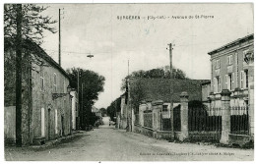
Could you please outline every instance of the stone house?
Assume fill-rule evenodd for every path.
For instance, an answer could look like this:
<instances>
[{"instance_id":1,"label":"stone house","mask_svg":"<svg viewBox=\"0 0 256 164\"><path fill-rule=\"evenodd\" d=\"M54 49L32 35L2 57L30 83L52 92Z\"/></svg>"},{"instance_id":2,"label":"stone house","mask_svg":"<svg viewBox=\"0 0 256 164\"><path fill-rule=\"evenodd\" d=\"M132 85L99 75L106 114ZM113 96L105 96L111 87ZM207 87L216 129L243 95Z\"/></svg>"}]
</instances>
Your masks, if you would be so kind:
<instances>
[{"instance_id":1,"label":"stone house","mask_svg":"<svg viewBox=\"0 0 256 164\"><path fill-rule=\"evenodd\" d=\"M139 114L139 106L145 104L144 110L153 110L153 102L162 101L162 117L170 118L170 97L173 108L180 104L180 94L187 91L189 100L202 100L201 83L209 80L169 80L169 79L132 79L129 82L129 98L121 96L120 128L136 122L134 115ZM171 85L173 90L171 91ZM172 94L171 94L172 92ZM137 100L135 100L137 99ZM137 101L137 102L136 102ZM136 107L137 106L137 107ZM132 125L133 127L134 125Z\"/></svg>"},{"instance_id":2,"label":"stone house","mask_svg":"<svg viewBox=\"0 0 256 164\"><path fill-rule=\"evenodd\" d=\"M254 34L244 36L217 48L211 56L211 106L221 107L221 92L231 92L230 106L249 104L249 79L253 79L253 67L246 62L253 55Z\"/></svg>"},{"instance_id":3,"label":"stone house","mask_svg":"<svg viewBox=\"0 0 256 164\"><path fill-rule=\"evenodd\" d=\"M15 141L15 44L5 38L5 140ZM22 140L38 144L71 134L69 76L42 48L23 41Z\"/></svg>"},{"instance_id":4,"label":"stone house","mask_svg":"<svg viewBox=\"0 0 256 164\"><path fill-rule=\"evenodd\" d=\"M211 56L211 88L209 103L222 106L221 92L230 92L228 109L247 109L237 115L249 116L249 135L254 136L254 34L231 41L208 53ZM229 130L228 130L229 132ZM236 136L235 136L236 137Z\"/></svg>"}]
</instances>

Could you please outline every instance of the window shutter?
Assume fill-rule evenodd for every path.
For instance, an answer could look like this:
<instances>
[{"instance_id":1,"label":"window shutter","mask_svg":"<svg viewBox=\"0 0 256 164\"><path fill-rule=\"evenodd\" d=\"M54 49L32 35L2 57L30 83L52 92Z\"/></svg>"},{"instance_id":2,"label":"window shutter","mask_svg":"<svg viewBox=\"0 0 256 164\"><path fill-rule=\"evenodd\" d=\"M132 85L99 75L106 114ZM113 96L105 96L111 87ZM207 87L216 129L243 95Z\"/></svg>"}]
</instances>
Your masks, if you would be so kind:
<instances>
[{"instance_id":1,"label":"window shutter","mask_svg":"<svg viewBox=\"0 0 256 164\"><path fill-rule=\"evenodd\" d=\"M234 73L232 73L232 79L231 79L231 90L234 89Z\"/></svg>"},{"instance_id":2,"label":"window shutter","mask_svg":"<svg viewBox=\"0 0 256 164\"><path fill-rule=\"evenodd\" d=\"M228 89L228 83L227 83L227 78L228 78L228 75L225 75L224 76L224 83L225 83L225 85L226 85L226 88Z\"/></svg>"},{"instance_id":3,"label":"window shutter","mask_svg":"<svg viewBox=\"0 0 256 164\"><path fill-rule=\"evenodd\" d=\"M219 77L219 84L220 84L219 92L222 92L222 79L221 79L221 77Z\"/></svg>"},{"instance_id":4,"label":"window shutter","mask_svg":"<svg viewBox=\"0 0 256 164\"><path fill-rule=\"evenodd\" d=\"M243 88L243 71L240 72L240 88Z\"/></svg>"}]
</instances>

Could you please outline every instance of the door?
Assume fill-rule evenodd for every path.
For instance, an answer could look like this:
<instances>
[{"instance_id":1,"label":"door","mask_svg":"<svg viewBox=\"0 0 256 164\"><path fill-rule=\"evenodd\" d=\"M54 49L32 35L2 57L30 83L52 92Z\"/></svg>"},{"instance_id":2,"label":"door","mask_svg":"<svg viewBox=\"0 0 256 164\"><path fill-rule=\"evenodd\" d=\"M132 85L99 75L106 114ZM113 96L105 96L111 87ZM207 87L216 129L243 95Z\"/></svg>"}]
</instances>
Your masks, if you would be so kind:
<instances>
[{"instance_id":1,"label":"door","mask_svg":"<svg viewBox=\"0 0 256 164\"><path fill-rule=\"evenodd\" d=\"M61 115L61 136L64 136L64 116Z\"/></svg>"},{"instance_id":2,"label":"door","mask_svg":"<svg viewBox=\"0 0 256 164\"><path fill-rule=\"evenodd\" d=\"M41 108L41 137L45 137L44 108Z\"/></svg>"},{"instance_id":3,"label":"door","mask_svg":"<svg viewBox=\"0 0 256 164\"><path fill-rule=\"evenodd\" d=\"M50 121L51 121L51 118L50 118L50 108L48 109L48 139L51 138L51 131L50 131Z\"/></svg>"}]
</instances>

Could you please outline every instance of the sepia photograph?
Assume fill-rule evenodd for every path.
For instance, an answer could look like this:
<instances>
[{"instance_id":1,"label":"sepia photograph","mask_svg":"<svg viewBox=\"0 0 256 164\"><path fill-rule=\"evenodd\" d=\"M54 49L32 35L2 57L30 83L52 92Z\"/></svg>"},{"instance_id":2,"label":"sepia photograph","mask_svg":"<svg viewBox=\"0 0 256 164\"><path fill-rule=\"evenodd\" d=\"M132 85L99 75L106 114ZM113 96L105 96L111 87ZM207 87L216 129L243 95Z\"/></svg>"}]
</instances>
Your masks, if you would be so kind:
<instances>
[{"instance_id":1,"label":"sepia photograph","mask_svg":"<svg viewBox=\"0 0 256 164\"><path fill-rule=\"evenodd\" d=\"M254 161L254 3L8 3L4 161Z\"/></svg>"}]
</instances>

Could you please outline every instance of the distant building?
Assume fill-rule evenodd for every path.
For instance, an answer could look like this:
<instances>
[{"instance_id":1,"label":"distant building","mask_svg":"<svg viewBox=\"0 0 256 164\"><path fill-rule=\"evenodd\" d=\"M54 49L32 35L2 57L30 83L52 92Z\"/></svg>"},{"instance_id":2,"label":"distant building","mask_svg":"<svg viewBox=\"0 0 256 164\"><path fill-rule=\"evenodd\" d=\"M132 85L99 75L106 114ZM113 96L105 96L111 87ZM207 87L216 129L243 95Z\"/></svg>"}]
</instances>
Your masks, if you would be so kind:
<instances>
[{"instance_id":1,"label":"distant building","mask_svg":"<svg viewBox=\"0 0 256 164\"><path fill-rule=\"evenodd\" d=\"M5 141L16 139L15 45L4 40ZM69 76L37 44L24 40L22 82L23 144L43 143L71 134Z\"/></svg>"},{"instance_id":2,"label":"distant building","mask_svg":"<svg viewBox=\"0 0 256 164\"><path fill-rule=\"evenodd\" d=\"M221 92L231 92L230 106L249 104L249 77L253 79L254 34L236 39L208 54L211 56L211 96L212 107L221 107ZM250 73L251 72L251 73Z\"/></svg>"},{"instance_id":3,"label":"distant building","mask_svg":"<svg viewBox=\"0 0 256 164\"><path fill-rule=\"evenodd\" d=\"M162 100L164 118L170 118L170 98L172 98L173 107L180 104L180 94L183 91L188 92L189 100L202 100L201 83L209 82L209 80L169 80L169 79L132 79L129 84L130 99L128 95L121 95L120 129L127 128L133 119L131 109L134 114L138 114L139 109L134 108L131 99L137 97L139 101L146 102L147 110L152 110L152 102ZM171 91L171 85L173 90ZM137 102L138 104L140 102ZM130 103L130 104L129 104ZM137 104L137 105L138 105ZM139 105L138 105L139 107Z\"/></svg>"},{"instance_id":4,"label":"distant building","mask_svg":"<svg viewBox=\"0 0 256 164\"><path fill-rule=\"evenodd\" d=\"M95 106L92 106L92 113L95 113L96 116L102 117L101 116L101 111L99 109L97 109L96 107L95 107Z\"/></svg>"}]
</instances>

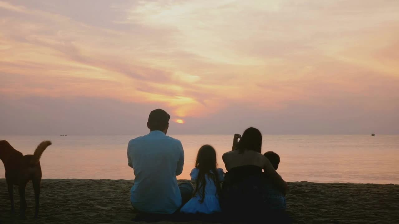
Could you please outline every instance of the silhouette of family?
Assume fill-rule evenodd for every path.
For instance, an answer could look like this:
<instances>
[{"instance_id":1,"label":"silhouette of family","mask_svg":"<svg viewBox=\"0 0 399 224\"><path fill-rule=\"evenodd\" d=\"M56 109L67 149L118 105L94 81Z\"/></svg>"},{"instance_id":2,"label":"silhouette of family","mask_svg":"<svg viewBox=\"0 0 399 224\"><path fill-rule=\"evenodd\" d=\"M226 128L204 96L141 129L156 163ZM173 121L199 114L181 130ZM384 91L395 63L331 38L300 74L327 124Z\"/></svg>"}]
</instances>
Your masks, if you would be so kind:
<instances>
[{"instance_id":1,"label":"silhouette of family","mask_svg":"<svg viewBox=\"0 0 399 224\"><path fill-rule=\"evenodd\" d=\"M286 183L276 170L280 158L261 153L262 134L249 128L233 138L232 150L223 154L227 170L217 168L210 145L198 150L190 176L196 183L178 183L184 152L178 140L166 135L170 116L157 109L150 114L149 134L131 140L127 157L134 183L130 202L139 214L220 214L223 222L286 223Z\"/></svg>"}]
</instances>

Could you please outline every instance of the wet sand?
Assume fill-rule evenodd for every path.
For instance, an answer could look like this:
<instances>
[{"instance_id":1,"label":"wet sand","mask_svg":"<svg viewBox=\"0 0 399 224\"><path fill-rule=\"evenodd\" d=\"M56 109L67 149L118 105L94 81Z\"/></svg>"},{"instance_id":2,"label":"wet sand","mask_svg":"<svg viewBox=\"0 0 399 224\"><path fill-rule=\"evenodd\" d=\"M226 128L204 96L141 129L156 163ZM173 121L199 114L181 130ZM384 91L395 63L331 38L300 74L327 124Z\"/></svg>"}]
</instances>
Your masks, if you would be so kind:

▸ REQUIREMENTS:
Reproduce word for word everything from the line containing "Could you please outline every instance of the silhouette" down to the last line of the records, including both of those lines.

▸ WORKED SOLUTION:
Could you please outline every instance of the silhouette of family?
Assume fill-rule evenodd for every path.
For instance, an answer could look like this:
<instances>
[{"instance_id":1,"label":"silhouette of family","mask_svg":"<svg viewBox=\"0 0 399 224\"><path fill-rule=\"evenodd\" d=\"M56 109L67 149L118 105L94 81Z\"/></svg>"},{"instance_id":2,"label":"silhouette of family","mask_svg":"<svg viewBox=\"0 0 399 224\"><path fill-rule=\"evenodd\" d=\"M226 128L204 96L141 129L156 163ZM173 121L199 114L181 130ZM384 91L395 63L331 38L300 74L327 124Z\"/></svg>"}]
</instances>
Your masks, if you would be so kind:
<instances>
[{"instance_id":1,"label":"silhouette of family","mask_svg":"<svg viewBox=\"0 0 399 224\"><path fill-rule=\"evenodd\" d=\"M286 183L276 170L280 158L261 153L262 134L249 128L233 138L232 150L223 154L227 170L217 168L210 145L198 150L190 176L196 183L178 183L184 152L178 140L166 135L170 116L157 109L150 114L149 134L131 140L127 157L134 183L130 202L139 214L220 214L223 222L286 223Z\"/></svg>"}]
</instances>

Could you please outline every instance of the wet sand?
Assume fill-rule evenodd for every path.
For instance, an answer could look like this:
<instances>
[{"instance_id":1,"label":"wet sand","mask_svg":"<svg viewBox=\"0 0 399 224\"><path fill-rule=\"evenodd\" d=\"M56 109L67 149L118 105L94 81Z\"/></svg>"},{"instance_id":2,"label":"wet sand","mask_svg":"<svg viewBox=\"0 0 399 224\"><path fill-rule=\"evenodd\" d=\"M226 128L204 96L141 129L156 163ZM173 121L199 114L181 130ZM384 91L395 63L331 38L300 74L327 124Z\"/></svg>"}]
</instances>
Your masks, if you would be so kind:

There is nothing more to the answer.